Sobre a participação feminina na área das ciências, a bióloga reconhece as dificuldades, mas também reforça a importância da união e diz não perceber “um clima de competição tão grande entre mulheres, mas, sim, um trabalho de acolhimento”. Nesse cenário, Bruna tenta cumprir sua parte na mudança.


“Tento estar atenta às mulheres que chegam, para também oferecer esse acolhimento e segurança. Acho importante que, uma vez que nós ocupemos esses lugares, façamos o trabalho de trazer mais mulheres para perto, de uma maneira mais segura e acolhedora”, ressalta.


Vinda de uma família com diversos professores, o estímulo nos estudos sempre esteve presente, mas o interesse pela ciência surgiu de forma autônoma. “O núcleo familiar proporcionou esse arcabouço de valorização do conhecimento, porém o entendimento do que era o ambiente acadêmico e a área da ciência, foi construído ao longo da minha trajetória”, conta. Enquanto estava no ensino médio, Bruna participou de um curso técnico em biotecnologia. A partir daí, veio a graduação, mestrado, doutorado e pós-doutorado, esse último nos Estados Unidos.

Primeira cientista da família e com muitas pesquisas pela frente

Aos 14 anos, Bárbara Viveiros, também pesquisadora do ISI em Química Verde, tinha o desejo de seguir carreira na administração. Na mesma época, teve contato com a disciplina da química e foi lá que  surgiu o fascínio por entender como funcionam os fenômenos e processos ao nosso redor. Fez um curso na área e hoje é graduada, mestre e doutoranda em química, além de especialista em tecnologias industriais farmacêuticas. 
 
Primeira cientista da família, ela ressalta como os parentes demoraram para entender sua paixão. “Foi algo realmente muito novo, tanto para mim quanto para minha família. A minha mãe, no meu primeiro ano de curso técnico, falou ‘olha, se você não gostar, você pode desistir a qualquer momento’. Depois de um ano, ela questionou ‘tem certeza ainda?’”, lembra a pesquisadora.

Hoje, com 10 anos de formações acadêmicas e experiências profissionais, a família enxerga a escolha de Bárbara de outra forma. “Meus familiares, especialmente minha mãe, sentem orgulho ao me ver dedicada aos estudos e alcançando meus objetivos. Sinto uma imensa gratidão por todo o apoio que meus pais me deram para chegar até aqui e fico extremamente feliz por poder compartilhar cada conquista com eles”, conta com entusiasmo, e acrescenta que esse é só o começo, pois pretende “estar idosa e ainda trabalhar com pesquisa”.

★ ★ ★ ★ ★

### Instruções das tarefas
a – Reescreva de forma mais concisa o parágrafo do texto fornecido que começa com "Aos 14 anos, Bárbara Viveiros", mantendo os fatos principais.
b – Reproduza o trecho do texto fornecido que começa com "Primeira cientista da família e" e vai até "tecnologias industriais farmacêuticas.".

★ ★ ★ ★ ★

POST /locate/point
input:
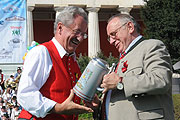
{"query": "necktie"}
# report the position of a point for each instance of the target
(121, 57)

★ ★ ★ ★ ★

### Respostas do exercício
a – Aos 14 anos, Bárbara Viveiros, pesquisadora do ISI em Química Verde, queria seguir carreira em administração. Na mesma época, porém, o contato com a química despertou nela o fascínio por entender os fenômenos e processos ao nosso redor. Depois de um curso na área, ela se tornou graduada, mestre e doutoranda em química, além de especialista em tecnologias industriais farmacêuticas.

b –
Primeira cientista da família e com muitas pesquisas pela frente

Aos 14 anos, Bárbara Viveiros, também pesquisadora do ISI em Química Verde, tinha o desejo de seguir carreira na administração. Na mesma época, teve contato com a disciplina da química e foi lá que  surgiu o fascínio por entender como funcionam os fenômenos e processos ao nosso redor. Fez um curso na área e hoje é graduada, mestre e doutoranda em química, além de especialista em tecnologias industriais farmacêuticas.